(Stored data entries)
************

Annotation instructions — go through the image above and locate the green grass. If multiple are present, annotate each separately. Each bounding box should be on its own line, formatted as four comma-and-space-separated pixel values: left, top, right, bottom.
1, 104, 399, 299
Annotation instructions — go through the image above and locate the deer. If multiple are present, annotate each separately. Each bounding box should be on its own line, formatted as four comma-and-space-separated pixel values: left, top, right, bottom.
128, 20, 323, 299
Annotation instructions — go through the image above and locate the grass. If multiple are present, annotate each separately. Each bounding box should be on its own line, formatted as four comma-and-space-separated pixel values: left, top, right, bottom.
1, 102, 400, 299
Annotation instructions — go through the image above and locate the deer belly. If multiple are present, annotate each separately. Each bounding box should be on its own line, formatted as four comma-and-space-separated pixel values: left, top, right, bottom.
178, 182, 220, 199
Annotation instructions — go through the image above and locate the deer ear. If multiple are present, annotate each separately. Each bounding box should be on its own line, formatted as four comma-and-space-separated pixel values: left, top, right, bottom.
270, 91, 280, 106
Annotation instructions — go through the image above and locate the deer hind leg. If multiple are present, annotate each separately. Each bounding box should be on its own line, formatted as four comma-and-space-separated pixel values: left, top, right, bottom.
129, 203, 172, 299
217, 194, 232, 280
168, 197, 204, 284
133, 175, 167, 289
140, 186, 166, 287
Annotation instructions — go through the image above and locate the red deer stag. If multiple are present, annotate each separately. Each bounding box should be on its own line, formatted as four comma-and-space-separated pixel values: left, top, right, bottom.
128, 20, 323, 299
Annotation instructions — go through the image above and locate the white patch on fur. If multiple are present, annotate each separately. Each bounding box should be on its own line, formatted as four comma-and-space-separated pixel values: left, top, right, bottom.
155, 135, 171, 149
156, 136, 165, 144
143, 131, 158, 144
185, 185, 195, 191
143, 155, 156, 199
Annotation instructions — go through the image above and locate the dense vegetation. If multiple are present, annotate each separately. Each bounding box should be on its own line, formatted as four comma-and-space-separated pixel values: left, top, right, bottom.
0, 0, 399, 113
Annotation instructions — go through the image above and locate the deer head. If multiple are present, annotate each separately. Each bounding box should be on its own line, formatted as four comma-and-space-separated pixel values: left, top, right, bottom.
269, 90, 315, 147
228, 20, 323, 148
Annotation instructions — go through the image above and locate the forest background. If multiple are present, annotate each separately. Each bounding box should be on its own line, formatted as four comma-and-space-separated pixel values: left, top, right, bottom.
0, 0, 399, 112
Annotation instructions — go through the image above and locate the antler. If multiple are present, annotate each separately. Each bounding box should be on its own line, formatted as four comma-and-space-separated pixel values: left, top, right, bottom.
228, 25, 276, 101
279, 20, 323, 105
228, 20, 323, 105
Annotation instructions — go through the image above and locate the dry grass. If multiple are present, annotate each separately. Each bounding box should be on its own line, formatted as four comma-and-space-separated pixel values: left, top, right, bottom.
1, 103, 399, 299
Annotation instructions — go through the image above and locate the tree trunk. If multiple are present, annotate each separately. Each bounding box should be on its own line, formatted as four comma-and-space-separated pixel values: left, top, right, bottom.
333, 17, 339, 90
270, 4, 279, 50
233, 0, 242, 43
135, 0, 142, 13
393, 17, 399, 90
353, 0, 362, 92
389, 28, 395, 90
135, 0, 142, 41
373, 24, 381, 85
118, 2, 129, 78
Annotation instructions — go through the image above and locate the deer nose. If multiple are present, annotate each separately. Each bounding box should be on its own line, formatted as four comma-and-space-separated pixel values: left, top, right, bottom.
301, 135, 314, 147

************

TASK DETAILS -
Make an exact copy of each line, beginning at the one containing "the deer nose." and ending with the last line of the data, and of no other line.

FINISHED EXERCISE -
Annotation instructions — go through the image above and locate the deer nose. If multiple are present, annotate each separately. Each bounding box should be on its own line, formatted as four comma-and-space-separated pixel values: left, top, right, bottom.
301, 135, 314, 147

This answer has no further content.